(Natural language region descriptions)
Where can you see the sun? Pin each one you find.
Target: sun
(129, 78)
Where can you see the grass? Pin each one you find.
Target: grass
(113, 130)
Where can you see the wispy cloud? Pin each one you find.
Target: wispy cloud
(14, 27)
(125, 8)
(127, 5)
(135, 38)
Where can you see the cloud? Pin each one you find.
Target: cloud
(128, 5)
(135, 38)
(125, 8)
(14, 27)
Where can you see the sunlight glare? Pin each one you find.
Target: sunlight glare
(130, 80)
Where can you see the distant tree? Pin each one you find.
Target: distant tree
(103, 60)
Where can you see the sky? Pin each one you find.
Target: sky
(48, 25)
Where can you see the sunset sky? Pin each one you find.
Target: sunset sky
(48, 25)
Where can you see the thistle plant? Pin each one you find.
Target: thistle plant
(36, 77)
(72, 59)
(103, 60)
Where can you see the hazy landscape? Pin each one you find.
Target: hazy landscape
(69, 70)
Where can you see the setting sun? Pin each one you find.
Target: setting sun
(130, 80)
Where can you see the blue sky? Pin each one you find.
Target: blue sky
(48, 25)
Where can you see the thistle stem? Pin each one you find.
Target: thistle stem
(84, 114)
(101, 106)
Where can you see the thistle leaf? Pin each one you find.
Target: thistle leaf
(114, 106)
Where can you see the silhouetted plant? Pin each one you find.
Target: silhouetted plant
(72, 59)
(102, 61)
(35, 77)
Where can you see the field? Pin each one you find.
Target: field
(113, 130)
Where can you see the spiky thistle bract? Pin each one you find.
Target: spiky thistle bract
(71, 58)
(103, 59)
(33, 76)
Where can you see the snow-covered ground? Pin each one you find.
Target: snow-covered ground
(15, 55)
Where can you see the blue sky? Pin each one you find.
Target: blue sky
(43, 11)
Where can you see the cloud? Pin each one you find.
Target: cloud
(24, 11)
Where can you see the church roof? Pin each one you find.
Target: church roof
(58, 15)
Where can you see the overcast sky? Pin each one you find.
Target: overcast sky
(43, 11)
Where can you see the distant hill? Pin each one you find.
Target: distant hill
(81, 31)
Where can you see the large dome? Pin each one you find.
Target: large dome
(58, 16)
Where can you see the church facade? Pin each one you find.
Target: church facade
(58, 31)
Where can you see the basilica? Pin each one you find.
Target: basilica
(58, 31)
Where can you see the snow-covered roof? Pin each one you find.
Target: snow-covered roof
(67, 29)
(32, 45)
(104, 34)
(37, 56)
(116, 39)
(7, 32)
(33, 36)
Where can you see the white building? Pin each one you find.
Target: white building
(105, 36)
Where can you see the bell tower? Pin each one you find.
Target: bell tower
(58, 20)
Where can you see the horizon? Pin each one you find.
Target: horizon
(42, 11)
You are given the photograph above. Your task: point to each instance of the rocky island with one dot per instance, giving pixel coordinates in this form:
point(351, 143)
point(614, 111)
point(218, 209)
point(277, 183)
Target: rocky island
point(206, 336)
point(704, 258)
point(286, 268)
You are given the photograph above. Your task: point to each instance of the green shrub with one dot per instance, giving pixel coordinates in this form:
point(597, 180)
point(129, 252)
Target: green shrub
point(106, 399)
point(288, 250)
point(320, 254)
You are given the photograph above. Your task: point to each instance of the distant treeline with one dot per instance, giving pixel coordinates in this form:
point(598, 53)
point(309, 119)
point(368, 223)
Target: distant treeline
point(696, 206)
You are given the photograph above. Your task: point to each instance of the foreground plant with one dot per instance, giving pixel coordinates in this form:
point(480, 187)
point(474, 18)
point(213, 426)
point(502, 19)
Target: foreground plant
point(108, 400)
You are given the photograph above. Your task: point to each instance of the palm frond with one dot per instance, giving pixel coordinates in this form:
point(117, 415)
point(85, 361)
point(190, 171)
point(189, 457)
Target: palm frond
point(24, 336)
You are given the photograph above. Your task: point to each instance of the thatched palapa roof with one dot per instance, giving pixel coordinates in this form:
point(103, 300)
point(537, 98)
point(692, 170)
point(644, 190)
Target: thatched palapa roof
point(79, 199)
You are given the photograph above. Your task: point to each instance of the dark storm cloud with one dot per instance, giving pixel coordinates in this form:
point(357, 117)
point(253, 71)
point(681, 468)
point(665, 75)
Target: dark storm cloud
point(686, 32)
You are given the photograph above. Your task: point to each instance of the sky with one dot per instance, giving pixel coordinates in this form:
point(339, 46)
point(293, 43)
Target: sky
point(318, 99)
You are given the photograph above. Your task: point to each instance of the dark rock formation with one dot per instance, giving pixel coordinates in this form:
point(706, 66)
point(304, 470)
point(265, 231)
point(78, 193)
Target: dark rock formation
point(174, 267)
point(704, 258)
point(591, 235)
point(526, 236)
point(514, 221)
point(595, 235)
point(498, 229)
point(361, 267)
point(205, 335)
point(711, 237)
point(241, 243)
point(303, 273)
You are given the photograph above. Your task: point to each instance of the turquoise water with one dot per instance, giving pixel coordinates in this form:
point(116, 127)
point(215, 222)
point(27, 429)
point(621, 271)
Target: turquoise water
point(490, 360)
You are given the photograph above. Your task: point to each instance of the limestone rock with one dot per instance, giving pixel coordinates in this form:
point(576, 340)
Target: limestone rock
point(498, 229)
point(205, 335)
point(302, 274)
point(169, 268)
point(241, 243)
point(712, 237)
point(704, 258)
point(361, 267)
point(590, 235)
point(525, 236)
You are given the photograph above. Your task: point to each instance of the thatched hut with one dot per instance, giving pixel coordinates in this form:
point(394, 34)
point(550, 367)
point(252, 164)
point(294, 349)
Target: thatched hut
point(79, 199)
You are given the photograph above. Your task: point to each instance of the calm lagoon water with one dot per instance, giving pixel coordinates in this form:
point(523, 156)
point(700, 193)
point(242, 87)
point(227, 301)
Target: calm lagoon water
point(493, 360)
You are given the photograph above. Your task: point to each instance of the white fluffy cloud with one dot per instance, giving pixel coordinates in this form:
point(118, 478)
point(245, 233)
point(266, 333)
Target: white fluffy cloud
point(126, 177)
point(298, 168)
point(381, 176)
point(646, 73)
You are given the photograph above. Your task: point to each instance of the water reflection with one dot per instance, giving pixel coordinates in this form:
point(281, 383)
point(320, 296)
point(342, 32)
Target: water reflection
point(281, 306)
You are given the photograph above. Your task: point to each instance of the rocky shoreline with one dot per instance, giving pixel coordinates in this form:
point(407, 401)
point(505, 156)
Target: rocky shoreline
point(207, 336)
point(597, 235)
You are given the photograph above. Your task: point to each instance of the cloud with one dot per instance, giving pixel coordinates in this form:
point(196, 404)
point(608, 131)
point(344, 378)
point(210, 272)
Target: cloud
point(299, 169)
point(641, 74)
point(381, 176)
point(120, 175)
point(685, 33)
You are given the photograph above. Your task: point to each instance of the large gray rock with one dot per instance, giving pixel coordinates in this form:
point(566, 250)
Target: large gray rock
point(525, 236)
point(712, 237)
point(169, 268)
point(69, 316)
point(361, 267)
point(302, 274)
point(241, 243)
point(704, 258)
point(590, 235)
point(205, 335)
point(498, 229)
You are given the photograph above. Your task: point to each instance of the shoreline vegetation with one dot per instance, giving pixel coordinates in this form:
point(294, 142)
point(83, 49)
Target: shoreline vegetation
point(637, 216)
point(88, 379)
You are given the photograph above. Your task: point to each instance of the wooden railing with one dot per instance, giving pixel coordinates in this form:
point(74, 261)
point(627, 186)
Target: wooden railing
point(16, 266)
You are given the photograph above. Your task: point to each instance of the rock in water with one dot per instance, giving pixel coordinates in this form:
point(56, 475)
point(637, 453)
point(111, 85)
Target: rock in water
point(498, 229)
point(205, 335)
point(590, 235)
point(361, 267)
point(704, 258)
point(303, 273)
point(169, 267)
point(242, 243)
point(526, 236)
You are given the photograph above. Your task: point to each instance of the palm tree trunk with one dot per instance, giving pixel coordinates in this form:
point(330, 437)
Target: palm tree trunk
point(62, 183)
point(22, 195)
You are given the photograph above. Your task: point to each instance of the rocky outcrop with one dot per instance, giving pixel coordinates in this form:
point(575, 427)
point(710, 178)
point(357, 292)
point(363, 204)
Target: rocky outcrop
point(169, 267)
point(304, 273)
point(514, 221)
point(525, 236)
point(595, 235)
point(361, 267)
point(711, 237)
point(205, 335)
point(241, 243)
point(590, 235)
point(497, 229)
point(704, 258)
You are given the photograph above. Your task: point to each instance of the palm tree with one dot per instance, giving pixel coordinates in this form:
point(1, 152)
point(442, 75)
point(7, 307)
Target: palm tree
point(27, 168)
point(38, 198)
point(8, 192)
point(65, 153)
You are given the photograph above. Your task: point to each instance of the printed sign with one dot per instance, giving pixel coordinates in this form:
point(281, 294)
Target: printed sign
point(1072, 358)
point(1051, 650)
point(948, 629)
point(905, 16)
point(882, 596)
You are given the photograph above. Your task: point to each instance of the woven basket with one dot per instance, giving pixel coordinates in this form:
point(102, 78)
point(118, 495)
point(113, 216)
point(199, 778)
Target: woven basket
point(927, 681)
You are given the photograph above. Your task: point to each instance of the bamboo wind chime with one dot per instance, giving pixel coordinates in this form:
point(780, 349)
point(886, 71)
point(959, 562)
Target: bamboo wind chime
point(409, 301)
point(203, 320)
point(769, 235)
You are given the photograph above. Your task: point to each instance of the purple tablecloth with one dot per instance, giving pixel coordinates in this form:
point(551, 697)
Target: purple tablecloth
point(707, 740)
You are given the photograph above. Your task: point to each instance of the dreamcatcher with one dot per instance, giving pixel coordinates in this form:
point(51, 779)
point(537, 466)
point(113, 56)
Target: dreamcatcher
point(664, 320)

= Task details =
The lines above starting at the one that contains "Target: green shrub" and ending at the one that contains "point(309, 119)" must be transcribed exactly, and no other lines may appear.

= Result for this task =
Target: green shrub
point(106, 399)
point(288, 250)
point(320, 254)
You are given the photograph above. Your task: point to each instance of the distant treeline with one dot per instance, giving pixel coordinates in this form:
point(598, 53)
point(309, 119)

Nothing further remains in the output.